DESCRIPTION OF THE TASK:
The line with "Write each point like <point>234,564</point>.", the line with "Write each point like <point>294,145</point>.", and all lines between them in the material below: return these exactly, and no others.

DATA UNDER STUDY:
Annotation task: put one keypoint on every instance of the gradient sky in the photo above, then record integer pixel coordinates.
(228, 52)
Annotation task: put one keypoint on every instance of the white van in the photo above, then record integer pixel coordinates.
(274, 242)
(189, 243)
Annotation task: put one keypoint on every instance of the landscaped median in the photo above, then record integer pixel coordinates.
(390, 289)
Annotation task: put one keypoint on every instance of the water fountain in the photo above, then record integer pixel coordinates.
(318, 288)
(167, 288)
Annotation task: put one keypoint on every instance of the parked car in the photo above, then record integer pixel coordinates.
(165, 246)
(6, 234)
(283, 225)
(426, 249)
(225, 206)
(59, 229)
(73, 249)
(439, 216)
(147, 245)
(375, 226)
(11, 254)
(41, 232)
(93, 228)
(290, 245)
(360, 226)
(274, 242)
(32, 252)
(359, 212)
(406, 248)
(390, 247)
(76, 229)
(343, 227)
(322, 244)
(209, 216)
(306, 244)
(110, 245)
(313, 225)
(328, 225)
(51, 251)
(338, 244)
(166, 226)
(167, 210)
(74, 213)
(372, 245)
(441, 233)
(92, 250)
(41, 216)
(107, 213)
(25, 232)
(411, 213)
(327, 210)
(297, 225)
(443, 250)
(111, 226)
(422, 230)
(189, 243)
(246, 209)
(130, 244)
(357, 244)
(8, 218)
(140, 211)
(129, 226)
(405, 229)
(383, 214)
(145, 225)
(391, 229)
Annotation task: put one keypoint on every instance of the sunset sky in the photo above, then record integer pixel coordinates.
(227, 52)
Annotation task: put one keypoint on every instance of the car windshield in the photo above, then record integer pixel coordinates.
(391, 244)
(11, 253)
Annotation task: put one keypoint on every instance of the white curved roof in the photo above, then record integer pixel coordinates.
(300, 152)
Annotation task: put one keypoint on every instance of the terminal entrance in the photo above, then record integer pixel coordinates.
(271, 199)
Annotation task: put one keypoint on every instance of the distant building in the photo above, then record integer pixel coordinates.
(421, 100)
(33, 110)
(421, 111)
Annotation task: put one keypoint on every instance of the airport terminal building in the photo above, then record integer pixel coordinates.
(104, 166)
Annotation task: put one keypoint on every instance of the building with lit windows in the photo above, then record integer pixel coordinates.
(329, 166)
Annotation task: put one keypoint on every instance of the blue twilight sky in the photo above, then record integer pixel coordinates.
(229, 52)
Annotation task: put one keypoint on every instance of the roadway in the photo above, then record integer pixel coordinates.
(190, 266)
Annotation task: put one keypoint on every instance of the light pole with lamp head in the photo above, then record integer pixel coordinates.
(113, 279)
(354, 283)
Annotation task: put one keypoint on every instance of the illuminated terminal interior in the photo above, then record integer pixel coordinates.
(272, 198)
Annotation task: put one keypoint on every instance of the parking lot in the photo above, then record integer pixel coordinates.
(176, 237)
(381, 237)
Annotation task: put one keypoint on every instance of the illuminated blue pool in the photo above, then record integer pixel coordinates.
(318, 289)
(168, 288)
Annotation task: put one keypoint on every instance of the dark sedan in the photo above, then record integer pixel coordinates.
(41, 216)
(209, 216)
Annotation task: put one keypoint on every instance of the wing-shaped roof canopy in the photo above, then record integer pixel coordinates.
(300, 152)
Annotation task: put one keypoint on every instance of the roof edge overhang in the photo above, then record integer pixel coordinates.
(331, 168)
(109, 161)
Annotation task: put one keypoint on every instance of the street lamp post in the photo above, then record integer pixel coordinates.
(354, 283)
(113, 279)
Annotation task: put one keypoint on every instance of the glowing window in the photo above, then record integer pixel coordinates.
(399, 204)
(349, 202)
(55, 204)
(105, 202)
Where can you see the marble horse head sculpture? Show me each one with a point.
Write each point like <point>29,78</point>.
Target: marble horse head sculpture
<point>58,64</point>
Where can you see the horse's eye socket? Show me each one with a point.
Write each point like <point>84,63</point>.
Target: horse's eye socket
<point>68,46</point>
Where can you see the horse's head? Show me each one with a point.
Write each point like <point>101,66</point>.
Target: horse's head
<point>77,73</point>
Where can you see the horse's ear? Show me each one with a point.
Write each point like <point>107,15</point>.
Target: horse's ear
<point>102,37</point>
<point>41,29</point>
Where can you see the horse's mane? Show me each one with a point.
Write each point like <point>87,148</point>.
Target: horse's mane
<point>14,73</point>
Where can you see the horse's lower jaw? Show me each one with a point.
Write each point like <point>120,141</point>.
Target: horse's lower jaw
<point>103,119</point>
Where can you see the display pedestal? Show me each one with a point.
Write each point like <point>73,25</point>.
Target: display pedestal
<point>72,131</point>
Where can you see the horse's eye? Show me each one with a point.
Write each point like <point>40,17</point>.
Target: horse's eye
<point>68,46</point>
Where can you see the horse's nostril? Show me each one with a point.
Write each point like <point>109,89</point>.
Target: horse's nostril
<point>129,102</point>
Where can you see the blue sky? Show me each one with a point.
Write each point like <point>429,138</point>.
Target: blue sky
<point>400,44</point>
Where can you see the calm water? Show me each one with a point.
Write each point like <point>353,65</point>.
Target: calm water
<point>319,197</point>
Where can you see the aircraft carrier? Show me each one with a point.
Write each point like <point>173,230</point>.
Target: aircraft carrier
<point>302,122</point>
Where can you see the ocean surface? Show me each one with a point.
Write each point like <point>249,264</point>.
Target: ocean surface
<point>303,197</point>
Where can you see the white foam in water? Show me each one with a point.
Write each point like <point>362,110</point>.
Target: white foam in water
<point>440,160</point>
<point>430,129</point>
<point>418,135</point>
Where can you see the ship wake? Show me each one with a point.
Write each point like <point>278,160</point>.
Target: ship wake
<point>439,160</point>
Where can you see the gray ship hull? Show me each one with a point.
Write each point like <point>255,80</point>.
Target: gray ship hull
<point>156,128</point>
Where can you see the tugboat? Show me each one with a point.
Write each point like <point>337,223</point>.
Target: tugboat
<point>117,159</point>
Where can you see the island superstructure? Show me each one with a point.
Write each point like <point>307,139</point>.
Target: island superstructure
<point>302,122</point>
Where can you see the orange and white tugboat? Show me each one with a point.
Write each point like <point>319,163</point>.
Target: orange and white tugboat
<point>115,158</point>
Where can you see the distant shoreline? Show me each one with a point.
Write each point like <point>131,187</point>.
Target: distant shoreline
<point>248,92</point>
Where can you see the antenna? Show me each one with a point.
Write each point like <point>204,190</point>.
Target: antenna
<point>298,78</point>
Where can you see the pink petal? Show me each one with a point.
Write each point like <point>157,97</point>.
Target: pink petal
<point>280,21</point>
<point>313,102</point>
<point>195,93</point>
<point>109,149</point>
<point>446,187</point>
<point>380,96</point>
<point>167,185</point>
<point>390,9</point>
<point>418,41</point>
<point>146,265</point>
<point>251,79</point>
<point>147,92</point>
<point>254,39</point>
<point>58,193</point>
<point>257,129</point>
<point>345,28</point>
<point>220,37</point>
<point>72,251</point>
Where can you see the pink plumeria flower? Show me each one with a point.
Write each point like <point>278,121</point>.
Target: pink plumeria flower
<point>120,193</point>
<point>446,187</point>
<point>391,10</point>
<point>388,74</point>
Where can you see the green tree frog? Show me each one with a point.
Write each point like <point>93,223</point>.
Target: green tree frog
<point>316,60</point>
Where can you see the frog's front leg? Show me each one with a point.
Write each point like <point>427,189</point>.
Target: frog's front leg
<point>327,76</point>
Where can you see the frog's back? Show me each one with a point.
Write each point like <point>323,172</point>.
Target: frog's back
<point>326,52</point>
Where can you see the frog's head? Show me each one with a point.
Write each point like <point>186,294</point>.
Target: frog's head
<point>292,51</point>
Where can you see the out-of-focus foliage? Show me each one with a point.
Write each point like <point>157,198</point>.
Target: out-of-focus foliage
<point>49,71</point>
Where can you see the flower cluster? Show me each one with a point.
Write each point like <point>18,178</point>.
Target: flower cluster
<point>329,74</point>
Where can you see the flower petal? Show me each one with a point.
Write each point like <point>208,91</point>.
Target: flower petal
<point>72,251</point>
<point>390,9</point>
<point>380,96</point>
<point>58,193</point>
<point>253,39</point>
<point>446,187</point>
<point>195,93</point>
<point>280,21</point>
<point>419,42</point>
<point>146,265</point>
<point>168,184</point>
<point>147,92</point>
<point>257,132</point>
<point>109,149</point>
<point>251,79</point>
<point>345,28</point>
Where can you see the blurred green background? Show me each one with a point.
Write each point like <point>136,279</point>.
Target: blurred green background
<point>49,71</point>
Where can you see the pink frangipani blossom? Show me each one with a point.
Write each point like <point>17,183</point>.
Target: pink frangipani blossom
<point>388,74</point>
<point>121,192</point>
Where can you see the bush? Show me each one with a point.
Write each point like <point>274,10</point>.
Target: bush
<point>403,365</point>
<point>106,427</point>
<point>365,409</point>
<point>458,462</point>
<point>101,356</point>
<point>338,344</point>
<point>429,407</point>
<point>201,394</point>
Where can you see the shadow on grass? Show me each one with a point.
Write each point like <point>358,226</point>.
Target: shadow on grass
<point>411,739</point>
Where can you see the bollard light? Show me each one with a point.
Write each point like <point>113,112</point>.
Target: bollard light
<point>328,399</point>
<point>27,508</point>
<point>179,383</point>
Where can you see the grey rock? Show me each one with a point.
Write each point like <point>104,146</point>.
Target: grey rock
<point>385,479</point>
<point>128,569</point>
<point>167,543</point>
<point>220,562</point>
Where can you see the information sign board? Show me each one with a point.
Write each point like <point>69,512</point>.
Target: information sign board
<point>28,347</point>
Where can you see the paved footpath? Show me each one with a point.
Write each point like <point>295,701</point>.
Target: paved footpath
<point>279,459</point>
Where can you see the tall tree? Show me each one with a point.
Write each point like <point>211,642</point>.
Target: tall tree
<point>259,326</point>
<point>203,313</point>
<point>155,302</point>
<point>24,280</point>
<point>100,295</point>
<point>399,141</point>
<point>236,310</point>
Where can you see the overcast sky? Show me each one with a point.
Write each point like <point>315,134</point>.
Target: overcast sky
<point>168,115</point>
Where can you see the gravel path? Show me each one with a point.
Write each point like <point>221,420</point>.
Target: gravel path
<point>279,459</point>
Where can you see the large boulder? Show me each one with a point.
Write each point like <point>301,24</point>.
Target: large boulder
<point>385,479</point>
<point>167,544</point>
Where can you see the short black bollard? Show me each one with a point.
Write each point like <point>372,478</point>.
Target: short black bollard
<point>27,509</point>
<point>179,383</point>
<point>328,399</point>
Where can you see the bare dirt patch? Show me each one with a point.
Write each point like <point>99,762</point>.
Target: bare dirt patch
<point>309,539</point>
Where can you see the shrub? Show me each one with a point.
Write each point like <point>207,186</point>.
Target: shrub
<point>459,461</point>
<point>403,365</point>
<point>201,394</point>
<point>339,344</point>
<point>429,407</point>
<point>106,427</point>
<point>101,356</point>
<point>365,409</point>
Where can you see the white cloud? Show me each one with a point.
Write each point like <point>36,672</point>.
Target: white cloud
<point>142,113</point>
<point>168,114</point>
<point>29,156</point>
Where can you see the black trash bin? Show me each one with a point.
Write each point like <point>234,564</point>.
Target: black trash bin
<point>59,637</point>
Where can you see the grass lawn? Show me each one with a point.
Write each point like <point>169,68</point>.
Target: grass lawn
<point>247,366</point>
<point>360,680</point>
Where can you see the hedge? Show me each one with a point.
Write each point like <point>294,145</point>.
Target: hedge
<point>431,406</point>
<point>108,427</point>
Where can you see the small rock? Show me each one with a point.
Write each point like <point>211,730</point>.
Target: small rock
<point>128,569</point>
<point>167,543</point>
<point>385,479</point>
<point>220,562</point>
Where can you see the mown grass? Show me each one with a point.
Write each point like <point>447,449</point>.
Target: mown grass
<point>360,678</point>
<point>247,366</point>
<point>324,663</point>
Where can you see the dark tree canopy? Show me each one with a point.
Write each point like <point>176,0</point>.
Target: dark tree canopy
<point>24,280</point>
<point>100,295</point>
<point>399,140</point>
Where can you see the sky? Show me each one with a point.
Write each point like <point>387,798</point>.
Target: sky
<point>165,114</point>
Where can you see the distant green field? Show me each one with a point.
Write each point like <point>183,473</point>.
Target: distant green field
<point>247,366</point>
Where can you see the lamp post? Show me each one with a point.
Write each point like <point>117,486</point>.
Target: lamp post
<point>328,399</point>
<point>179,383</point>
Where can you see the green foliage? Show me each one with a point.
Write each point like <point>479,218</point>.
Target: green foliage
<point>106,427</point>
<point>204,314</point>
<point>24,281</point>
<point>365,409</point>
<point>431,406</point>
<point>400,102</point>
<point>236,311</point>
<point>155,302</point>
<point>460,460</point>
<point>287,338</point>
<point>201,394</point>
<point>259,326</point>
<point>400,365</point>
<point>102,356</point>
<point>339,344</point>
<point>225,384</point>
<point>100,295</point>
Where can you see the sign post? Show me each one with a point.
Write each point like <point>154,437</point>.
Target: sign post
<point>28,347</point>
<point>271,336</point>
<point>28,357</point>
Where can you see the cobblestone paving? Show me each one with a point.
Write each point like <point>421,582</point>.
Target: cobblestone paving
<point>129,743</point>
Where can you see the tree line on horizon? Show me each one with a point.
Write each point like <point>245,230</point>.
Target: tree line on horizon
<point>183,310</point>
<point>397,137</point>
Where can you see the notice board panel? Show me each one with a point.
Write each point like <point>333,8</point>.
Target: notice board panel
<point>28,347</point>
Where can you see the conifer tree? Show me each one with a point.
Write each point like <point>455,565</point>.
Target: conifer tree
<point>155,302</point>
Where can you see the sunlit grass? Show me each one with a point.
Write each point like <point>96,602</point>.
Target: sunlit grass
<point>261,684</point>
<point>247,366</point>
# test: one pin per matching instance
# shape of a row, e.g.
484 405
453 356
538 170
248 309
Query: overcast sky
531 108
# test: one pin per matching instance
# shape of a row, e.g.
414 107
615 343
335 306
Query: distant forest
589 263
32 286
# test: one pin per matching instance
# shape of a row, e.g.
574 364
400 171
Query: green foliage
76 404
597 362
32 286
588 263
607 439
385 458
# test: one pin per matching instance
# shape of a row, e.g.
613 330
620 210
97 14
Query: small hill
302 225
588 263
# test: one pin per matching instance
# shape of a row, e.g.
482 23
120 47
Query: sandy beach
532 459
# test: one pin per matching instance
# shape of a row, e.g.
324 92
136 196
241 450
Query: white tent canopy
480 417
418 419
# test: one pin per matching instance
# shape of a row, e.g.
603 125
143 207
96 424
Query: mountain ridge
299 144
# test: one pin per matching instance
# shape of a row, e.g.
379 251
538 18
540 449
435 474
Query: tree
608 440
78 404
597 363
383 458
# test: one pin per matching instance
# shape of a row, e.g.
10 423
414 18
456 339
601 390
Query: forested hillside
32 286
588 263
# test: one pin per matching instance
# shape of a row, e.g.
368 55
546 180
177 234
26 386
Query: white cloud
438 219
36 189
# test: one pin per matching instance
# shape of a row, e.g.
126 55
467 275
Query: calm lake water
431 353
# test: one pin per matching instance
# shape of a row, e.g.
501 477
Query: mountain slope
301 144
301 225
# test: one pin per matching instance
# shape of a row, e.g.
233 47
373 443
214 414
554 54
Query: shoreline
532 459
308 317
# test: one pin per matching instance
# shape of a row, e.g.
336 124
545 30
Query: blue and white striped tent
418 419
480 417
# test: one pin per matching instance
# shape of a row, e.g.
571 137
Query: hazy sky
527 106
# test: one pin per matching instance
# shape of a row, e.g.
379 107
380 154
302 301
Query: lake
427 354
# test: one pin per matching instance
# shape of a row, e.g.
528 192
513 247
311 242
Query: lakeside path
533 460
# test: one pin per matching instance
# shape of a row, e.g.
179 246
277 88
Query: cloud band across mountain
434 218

EXERCISE SOLUTION:
Write each point like <point>234,564</point>.
Target: black trash bin
<point>59,637</point>
Where can you see the grass lawn? Show me each one with a point.
Write each point like <point>169,68</point>.
Target: grass lawn
<point>247,366</point>
<point>360,680</point>
Where can you see the hedge? Show me each one with a point.
Write each point like <point>294,145</point>.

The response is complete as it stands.